::: Listing
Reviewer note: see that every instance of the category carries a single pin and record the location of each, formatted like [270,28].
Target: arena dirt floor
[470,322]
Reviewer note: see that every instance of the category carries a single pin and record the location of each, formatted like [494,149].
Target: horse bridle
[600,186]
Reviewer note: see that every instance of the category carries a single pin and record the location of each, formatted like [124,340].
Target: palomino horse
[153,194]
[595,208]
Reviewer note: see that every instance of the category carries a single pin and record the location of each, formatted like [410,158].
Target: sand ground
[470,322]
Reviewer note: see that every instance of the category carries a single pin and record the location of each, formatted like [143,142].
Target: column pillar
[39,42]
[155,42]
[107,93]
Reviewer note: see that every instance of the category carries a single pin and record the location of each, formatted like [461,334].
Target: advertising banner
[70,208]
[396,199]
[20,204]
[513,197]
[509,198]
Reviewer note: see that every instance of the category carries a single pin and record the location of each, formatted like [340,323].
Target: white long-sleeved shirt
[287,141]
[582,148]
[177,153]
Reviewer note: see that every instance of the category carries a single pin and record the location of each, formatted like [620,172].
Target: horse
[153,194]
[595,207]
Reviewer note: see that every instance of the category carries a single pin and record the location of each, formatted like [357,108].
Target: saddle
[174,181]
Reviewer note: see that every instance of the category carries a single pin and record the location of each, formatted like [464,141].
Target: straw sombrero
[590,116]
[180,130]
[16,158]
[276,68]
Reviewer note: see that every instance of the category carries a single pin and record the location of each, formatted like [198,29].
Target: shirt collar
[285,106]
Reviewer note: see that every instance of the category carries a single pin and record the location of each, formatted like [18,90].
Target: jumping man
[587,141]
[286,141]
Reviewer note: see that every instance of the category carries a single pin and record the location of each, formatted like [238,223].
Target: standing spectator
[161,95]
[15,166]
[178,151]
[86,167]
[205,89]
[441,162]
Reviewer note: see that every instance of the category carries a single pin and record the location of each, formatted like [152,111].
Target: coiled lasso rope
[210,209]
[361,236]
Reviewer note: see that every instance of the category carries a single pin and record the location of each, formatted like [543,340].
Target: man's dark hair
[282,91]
::::::
- Challenge:
Set all of the rows above into a numbered list, leaving out any blank lines.

- Exercise answer:
1. Reviewer note: see that every instance of the category carries a single pin and record the location of each, formatted like [270,28].
2. Target: arena dirt floor
3. [470,322]
4. Reviewer note: see that every instance of the category carries a single pin and record the location of each, formatted like [494,149].
5. Target: horse bridle
6. [600,186]
7. Reviewer note: see that every instance of the category carries a single pin and record the location of each, formatted like [124,340].
8. Target: palomino horse
9. [153,194]
10. [595,208]
11. Reviewer note: see that every instance of the category carries a single pin and record the location of each, formatted like [410,158].
12. Target: sand ground
13. [470,322]
14. Reviewer note: see that every instance of the category carries a single pin and record the location of each, formatted like [143,142].
15. Target: column pillar
16. [39,42]
17. [155,42]
18. [107,93]
19. Reviewer note: see that every instance of the category carries a single pin and record the location of each, formatted like [461,334].
20. Target: advertising banner
21. [70,208]
22. [396,199]
23. [20,204]
24. [513,197]
25. [509,198]
26. Reviewer note: see that every instance of the category carries a single pin and record the location of each, formatted like [340,323].
27. Target: white long-sleeved shirt
28. [287,141]
29. [582,148]
30. [177,153]
31. Reviewer note: see that every instance of the category carries a single pin and record the location of each, formatted like [620,172].
32. Target: horse
33. [153,194]
34. [595,207]
35. Reviewer note: see that every instance of the category carries a single pin and record the location of each, formatted like [357,108].
36. Target: saddle
37. [174,181]
38. Reviewer note: see that every instance of the category carries a single pin and record the location of each, formatted like [464,141].
39. Target: straw sombrero
40. [590,116]
41. [180,130]
42. [16,158]
43. [276,68]
44. Reviewer note: see that every instance of the category carries a single pin and record the location of each, formatted like [198,29].
45. Target: shirt collar
46. [285,106]
47. Reviewer note: see that every instance of the category carries a single pin and record the location of each, formatted like [18,90].
48. Target: jumping man
49. [587,141]
50. [286,141]
51. Reviewer note: see that every instance of the category carries a single pin and record the location of each, formatted like [238,223].
52. Target: standing spectator
53. [161,95]
54. [15,166]
55. [178,151]
56. [86,167]
57. [205,89]
58. [441,162]
59. Reviewer note: see that every instance of the category carries a single pin and record the location of each, formatted like [152,111].
60. Target: coiled lasso rope
61. [210,209]
62. [361,236]
63. Reviewer note: see that every instance of the category carries a single pin and record the location of each, formatted like [543,340].
64. Target: man's dark hair
65. [282,91]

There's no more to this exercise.